[Exercise goal]
Repeat the lines below exactly as written, please, from the line with "OBJECT = pink petal" to the line with "OBJECT = white petal", both lines included, and no others.
── Supplied data ──
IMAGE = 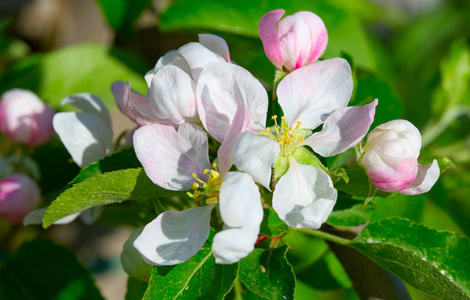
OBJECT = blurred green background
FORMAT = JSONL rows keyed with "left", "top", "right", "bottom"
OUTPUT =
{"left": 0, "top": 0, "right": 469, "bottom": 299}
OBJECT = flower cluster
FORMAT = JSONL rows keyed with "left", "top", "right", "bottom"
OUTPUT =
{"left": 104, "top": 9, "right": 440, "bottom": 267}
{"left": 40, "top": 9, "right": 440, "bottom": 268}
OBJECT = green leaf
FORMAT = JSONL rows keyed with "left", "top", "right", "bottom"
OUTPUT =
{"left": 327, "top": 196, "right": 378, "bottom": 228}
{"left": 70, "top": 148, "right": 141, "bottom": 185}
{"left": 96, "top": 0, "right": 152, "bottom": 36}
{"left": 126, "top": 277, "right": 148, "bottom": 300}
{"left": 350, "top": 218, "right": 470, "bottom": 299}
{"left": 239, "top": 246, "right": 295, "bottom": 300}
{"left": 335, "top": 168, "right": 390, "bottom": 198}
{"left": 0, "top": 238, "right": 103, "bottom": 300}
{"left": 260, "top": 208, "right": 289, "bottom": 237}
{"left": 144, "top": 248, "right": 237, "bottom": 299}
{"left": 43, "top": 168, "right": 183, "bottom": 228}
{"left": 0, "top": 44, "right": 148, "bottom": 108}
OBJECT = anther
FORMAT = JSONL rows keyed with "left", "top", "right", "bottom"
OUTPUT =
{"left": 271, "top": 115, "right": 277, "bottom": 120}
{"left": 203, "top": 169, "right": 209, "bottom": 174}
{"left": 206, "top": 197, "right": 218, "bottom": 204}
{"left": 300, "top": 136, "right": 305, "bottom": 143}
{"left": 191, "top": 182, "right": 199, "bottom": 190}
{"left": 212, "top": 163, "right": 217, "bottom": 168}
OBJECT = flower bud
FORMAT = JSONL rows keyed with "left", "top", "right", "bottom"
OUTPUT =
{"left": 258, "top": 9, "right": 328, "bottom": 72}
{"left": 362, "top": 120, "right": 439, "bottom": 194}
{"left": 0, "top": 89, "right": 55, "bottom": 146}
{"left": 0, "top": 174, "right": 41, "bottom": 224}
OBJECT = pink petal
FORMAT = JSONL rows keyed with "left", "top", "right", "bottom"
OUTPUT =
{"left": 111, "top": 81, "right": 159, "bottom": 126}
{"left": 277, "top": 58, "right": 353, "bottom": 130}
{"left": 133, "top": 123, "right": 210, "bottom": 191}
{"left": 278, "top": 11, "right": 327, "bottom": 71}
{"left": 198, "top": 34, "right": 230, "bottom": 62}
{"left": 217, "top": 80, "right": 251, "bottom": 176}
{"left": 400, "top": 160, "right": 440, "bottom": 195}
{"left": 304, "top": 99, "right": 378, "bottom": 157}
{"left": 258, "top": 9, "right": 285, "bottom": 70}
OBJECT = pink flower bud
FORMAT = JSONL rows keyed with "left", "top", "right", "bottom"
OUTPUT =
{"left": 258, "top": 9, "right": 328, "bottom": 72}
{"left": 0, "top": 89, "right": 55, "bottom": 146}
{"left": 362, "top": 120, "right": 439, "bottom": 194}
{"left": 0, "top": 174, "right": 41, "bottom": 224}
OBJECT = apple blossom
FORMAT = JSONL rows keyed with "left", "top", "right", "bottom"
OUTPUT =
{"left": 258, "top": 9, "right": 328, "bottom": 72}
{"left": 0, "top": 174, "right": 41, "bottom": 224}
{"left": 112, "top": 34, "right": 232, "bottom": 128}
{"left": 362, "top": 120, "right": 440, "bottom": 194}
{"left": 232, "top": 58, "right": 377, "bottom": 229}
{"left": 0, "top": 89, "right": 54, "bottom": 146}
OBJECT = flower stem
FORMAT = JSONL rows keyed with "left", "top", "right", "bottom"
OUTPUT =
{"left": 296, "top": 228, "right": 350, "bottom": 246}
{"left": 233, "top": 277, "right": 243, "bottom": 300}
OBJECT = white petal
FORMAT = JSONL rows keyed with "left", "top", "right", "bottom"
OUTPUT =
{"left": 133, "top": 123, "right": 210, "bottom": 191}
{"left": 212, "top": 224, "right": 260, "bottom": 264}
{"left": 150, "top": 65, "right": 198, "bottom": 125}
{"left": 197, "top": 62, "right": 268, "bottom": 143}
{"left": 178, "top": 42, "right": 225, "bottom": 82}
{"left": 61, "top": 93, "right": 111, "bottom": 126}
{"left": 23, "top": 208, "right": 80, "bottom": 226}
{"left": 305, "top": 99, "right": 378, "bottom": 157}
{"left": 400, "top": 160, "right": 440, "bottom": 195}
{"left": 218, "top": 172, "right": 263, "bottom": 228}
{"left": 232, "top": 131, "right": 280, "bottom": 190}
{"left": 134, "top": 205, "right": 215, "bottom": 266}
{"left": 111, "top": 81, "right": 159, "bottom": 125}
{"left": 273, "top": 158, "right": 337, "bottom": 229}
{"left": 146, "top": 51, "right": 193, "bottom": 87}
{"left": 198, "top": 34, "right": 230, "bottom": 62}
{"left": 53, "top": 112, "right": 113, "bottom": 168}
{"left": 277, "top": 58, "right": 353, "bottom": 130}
───
[Response to this exercise]
OBJECT = pink petal
FORMAT = JSONL rows keyed with "left", "top", "right", "bottom"
OUTPUT =
{"left": 111, "top": 81, "right": 159, "bottom": 126}
{"left": 277, "top": 58, "right": 353, "bottom": 130}
{"left": 133, "top": 123, "right": 210, "bottom": 191}
{"left": 278, "top": 11, "right": 327, "bottom": 71}
{"left": 198, "top": 34, "right": 230, "bottom": 62}
{"left": 217, "top": 80, "right": 251, "bottom": 176}
{"left": 400, "top": 160, "right": 440, "bottom": 195}
{"left": 304, "top": 99, "right": 378, "bottom": 157}
{"left": 258, "top": 9, "right": 285, "bottom": 70}
OBJECT = pink flower bud
FORMAT = JSONL rows keyed with "left", "top", "right", "bottom"
OUTPUT =
{"left": 258, "top": 9, "right": 328, "bottom": 72}
{"left": 0, "top": 89, "right": 55, "bottom": 146}
{"left": 362, "top": 120, "right": 439, "bottom": 194}
{"left": 0, "top": 174, "right": 41, "bottom": 224}
OBJECT = apple blossom
FORMAT = JSONL rows keyed with "left", "top", "right", "bottom"
OUTPUT =
{"left": 258, "top": 9, "right": 328, "bottom": 72}
{"left": 0, "top": 174, "right": 41, "bottom": 224}
{"left": 112, "top": 34, "right": 232, "bottom": 128}
{"left": 362, "top": 120, "right": 440, "bottom": 194}
{"left": 232, "top": 58, "right": 377, "bottom": 229}
{"left": 0, "top": 89, "right": 54, "bottom": 146}
OBJECT = flower stem
FORMAT = JSONL rows keyed with "left", "top", "right", "bottom"
OUTPUT =
{"left": 296, "top": 228, "right": 350, "bottom": 246}
{"left": 233, "top": 277, "right": 243, "bottom": 300}
OBJECT = white petal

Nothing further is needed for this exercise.